▶ TO BE DONE:
Arrange the records below, from the line containing "Place a point on the player's armpit, one" through the line containing "<point>44,106</point>", as a Markdown table with columns Row and Line. Number each line and skip any blank lines.

:::

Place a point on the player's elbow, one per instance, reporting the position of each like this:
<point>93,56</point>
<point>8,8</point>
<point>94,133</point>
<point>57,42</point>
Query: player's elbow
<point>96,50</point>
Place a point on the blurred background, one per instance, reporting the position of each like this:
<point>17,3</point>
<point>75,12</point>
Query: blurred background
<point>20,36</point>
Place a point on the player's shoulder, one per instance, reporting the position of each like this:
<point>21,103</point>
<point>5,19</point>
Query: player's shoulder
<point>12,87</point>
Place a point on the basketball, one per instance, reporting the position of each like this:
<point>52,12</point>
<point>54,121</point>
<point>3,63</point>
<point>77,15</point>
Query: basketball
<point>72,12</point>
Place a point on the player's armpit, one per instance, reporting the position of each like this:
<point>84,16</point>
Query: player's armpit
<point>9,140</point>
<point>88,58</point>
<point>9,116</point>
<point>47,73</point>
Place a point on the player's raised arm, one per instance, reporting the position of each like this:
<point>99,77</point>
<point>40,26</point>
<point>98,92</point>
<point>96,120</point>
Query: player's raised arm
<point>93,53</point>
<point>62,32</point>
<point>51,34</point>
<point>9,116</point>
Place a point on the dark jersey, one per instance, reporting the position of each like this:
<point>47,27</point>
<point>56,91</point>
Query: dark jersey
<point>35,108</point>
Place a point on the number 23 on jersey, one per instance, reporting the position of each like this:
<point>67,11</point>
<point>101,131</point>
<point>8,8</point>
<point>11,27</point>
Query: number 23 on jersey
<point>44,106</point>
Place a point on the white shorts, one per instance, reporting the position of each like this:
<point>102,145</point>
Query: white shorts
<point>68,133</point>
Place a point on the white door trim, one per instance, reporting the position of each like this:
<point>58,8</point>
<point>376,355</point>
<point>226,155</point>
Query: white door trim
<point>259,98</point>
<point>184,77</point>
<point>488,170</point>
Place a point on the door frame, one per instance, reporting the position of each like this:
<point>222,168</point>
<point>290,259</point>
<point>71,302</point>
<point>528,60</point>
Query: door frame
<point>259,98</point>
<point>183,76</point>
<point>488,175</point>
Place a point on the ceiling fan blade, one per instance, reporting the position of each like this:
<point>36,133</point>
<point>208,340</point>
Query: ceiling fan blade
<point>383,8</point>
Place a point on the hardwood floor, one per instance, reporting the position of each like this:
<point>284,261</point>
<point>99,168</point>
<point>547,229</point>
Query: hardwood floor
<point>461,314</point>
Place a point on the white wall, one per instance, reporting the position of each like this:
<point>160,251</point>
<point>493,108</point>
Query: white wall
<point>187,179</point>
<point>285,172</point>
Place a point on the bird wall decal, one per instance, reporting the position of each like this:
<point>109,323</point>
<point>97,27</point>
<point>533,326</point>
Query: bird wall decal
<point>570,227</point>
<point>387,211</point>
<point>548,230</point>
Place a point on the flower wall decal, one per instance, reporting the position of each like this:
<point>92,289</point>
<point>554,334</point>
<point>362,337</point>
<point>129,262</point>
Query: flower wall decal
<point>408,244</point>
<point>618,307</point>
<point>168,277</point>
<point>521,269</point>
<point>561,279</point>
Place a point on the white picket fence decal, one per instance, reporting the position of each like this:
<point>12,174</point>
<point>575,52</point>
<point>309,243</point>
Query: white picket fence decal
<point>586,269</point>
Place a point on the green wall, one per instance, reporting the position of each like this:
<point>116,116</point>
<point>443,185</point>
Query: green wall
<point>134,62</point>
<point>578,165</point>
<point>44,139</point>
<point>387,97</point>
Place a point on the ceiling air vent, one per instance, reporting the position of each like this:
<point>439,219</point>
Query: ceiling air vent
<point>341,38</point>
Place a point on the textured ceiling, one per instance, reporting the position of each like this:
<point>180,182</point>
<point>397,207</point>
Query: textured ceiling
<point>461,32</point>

:::

▶ RESPONSE TO THIS EXERCISE:
| Row | Line |
|---|---|
| 1 | Place a point on the player's armpit, one per instance, reporting the position of each like this: |
| 2 | <point>84,16</point> |
| 3 | Query: player's armpit |
| 4 | <point>9,140</point> |
| 5 | <point>88,58</point> |
| 6 | <point>9,116</point> |
| 7 | <point>47,73</point> |
| 8 | Place a point on the player's raised arm, one per instance, reporting the position of each like this: |
| 9 | <point>99,77</point> |
| 10 | <point>40,26</point> |
| 11 | <point>98,92</point> |
| 12 | <point>96,120</point> |
| 13 | Query: player's raised arm |
| 14 | <point>93,53</point> |
| 15 | <point>62,32</point> |
| 16 | <point>51,34</point> |
| 17 | <point>9,116</point> |
| 18 | Place a point on the dark jersey, one per instance, reporting the position of each like this: |
| 19 | <point>47,27</point> |
| 20 | <point>56,91</point> |
| 21 | Query: dark jersey |
| 22 | <point>35,108</point> |
| 23 | Place a point on the number 23 on jersey, one per instance, reporting the position of each like this: |
| 24 | <point>67,11</point> |
| 25 | <point>101,131</point> |
| 26 | <point>8,8</point> |
| 27 | <point>11,27</point> |
| 28 | Query: number 23 on jersey |
| 29 | <point>44,106</point> |